Items from a labeling collection:
● ● ● ● ● ● ●
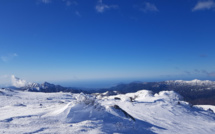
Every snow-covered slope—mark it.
[0,89,215,134]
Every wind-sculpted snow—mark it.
[0,89,215,134]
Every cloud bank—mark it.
[192,0,215,11]
[0,53,18,62]
[95,0,118,13]
[11,75,28,88]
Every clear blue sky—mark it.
[0,0,215,87]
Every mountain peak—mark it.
[11,75,30,88]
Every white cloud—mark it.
[0,74,11,87]
[96,0,118,13]
[0,53,18,62]
[192,0,215,11]
[11,75,28,88]
[75,11,81,17]
[139,2,159,12]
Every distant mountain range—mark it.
[7,76,215,105]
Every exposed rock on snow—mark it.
[0,89,215,134]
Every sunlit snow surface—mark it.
[0,89,215,134]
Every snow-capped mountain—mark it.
[0,89,215,134]
[165,79,215,87]
[11,75,80,92]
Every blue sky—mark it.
[0,0,215,87]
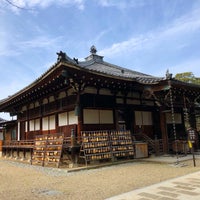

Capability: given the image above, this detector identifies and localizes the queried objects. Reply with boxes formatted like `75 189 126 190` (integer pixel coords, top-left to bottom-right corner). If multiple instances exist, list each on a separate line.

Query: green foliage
175 72 200 85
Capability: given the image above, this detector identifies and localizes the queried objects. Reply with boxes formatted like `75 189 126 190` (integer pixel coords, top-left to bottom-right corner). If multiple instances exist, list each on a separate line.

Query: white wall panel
68 111 78 125
58 112 68 126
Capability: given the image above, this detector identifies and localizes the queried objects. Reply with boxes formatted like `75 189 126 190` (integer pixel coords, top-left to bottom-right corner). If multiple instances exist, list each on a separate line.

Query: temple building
0 46 200 162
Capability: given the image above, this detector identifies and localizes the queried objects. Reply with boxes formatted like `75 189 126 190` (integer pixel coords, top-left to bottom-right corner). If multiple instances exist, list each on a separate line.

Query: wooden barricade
31 134 64 167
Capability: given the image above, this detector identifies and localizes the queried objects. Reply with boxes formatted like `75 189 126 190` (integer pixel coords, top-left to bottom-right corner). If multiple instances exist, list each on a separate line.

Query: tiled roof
0 117 6 124
78 52 165 84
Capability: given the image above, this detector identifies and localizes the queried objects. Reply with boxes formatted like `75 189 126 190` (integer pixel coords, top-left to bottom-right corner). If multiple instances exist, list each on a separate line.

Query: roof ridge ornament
165 69 172 80
90 45 97 54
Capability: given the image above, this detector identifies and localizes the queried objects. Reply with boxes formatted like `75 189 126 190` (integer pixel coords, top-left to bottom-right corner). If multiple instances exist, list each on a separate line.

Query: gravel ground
0 158 200 200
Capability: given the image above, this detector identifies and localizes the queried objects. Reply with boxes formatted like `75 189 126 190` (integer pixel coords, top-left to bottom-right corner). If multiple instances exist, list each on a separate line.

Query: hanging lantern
74 105 81 116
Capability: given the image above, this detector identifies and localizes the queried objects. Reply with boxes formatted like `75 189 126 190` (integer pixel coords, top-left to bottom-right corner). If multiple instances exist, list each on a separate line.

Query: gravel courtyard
0 158 200 200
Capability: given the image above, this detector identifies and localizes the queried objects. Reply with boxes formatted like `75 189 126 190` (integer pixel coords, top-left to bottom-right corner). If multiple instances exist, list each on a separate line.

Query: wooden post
160 108 168 153
0 140 3 157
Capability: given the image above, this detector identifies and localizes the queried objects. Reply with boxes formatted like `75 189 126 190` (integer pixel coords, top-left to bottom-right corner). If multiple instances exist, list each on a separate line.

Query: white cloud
1 0 85 13
100 9 200 57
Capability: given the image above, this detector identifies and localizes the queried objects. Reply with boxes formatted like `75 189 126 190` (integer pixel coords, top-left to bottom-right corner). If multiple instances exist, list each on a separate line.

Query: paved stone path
107 172 200 200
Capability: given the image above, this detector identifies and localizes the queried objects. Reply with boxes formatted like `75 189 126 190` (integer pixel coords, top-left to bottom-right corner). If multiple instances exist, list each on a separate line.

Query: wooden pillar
160 108 168 153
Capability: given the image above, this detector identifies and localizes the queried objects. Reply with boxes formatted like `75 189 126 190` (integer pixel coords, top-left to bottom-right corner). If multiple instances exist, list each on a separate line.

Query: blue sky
0 0 200 119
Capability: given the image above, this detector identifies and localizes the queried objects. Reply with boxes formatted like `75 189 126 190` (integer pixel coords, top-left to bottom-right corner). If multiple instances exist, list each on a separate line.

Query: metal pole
169 81 179 164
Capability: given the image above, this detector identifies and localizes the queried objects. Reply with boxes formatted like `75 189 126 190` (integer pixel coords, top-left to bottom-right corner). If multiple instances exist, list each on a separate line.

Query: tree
175 72 200 85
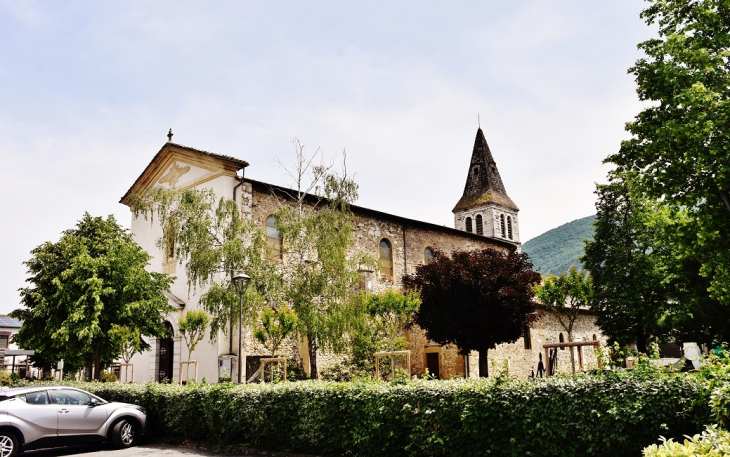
● ● ● ● ● ● ●
> [AIM]:
Locate each line in the items above that contains the word "snow" and copy every one of those lines.

> [CORRECT ANSWER]:
Every snow-covered slope—mark it.
Every wind-sculpted snow—mark it.
Every exposed rock on snow—mark it.
Every sunlit snow surface—mark it.
Every snow-capped mountain—mark it.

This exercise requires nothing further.